■ **Records provided**
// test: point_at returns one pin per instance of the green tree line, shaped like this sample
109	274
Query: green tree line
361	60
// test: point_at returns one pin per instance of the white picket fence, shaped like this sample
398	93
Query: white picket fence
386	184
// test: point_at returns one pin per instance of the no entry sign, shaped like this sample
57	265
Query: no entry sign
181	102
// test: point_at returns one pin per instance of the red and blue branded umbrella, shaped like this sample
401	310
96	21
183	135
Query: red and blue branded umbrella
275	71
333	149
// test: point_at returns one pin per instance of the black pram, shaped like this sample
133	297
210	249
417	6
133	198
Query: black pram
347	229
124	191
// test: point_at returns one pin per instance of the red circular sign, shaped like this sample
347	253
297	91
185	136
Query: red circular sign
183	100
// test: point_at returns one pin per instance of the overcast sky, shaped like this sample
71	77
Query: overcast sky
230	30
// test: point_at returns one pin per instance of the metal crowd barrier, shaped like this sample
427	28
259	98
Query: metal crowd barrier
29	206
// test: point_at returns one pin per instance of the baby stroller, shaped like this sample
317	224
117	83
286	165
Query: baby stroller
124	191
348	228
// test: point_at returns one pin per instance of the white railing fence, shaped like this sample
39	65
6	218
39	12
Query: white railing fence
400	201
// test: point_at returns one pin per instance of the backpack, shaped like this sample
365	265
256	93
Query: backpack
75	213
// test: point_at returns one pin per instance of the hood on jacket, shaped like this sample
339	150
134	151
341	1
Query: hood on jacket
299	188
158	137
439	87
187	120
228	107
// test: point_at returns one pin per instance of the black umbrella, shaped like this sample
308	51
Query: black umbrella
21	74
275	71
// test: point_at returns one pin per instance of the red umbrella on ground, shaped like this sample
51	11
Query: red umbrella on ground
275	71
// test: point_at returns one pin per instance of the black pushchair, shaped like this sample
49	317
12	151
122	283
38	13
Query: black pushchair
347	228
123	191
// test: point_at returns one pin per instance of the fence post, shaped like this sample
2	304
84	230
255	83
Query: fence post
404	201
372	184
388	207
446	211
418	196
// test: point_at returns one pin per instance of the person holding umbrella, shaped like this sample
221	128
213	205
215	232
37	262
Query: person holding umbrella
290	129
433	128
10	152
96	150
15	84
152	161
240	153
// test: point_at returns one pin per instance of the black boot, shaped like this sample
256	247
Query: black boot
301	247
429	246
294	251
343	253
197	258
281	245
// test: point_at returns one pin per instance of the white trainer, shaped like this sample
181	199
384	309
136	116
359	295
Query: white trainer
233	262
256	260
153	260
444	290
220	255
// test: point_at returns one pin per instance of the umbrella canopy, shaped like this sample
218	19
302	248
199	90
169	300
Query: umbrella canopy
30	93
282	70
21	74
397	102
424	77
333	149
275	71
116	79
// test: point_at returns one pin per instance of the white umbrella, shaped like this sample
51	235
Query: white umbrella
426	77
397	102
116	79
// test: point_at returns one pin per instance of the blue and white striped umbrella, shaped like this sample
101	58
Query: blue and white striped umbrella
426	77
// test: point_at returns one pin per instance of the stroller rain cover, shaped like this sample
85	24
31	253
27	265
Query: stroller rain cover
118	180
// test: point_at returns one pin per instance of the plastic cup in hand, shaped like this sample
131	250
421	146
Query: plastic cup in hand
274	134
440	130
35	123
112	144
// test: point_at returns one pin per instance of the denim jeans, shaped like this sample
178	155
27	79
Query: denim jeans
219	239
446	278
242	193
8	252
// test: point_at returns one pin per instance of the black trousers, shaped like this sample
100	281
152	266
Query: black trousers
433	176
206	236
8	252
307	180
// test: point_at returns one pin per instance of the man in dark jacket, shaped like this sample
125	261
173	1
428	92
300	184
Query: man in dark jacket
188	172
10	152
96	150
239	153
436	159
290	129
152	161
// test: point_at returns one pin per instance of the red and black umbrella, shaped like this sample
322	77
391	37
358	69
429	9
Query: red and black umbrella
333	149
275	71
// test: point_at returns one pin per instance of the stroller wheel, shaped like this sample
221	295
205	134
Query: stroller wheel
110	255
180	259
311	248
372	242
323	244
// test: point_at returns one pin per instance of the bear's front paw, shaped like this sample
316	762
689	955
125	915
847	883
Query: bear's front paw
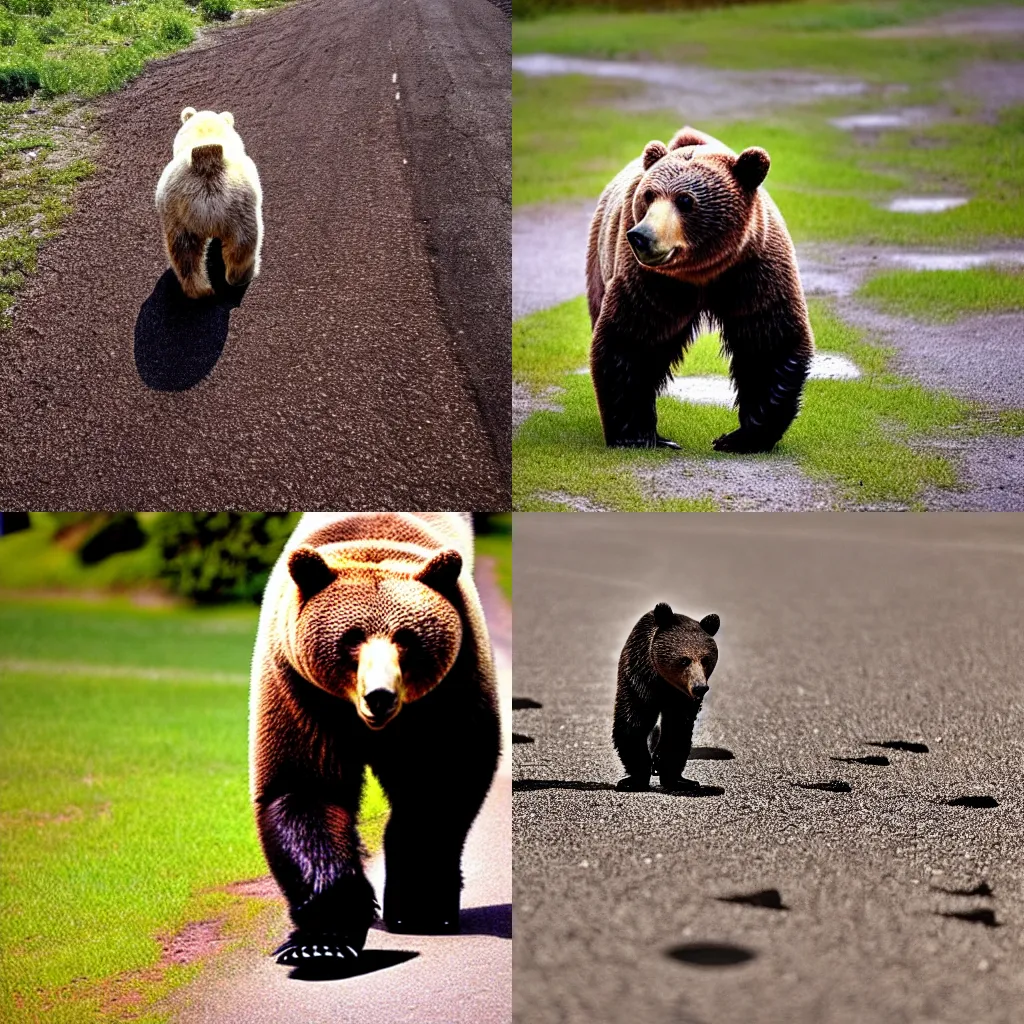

■ **Task instructions**
Retrieve each line from the records above where the word "front" occurs.

■ **Your solution**
// test: point_at returns one pin per instance of the bear's front paw, shaped like this sample
Query: bear's front paw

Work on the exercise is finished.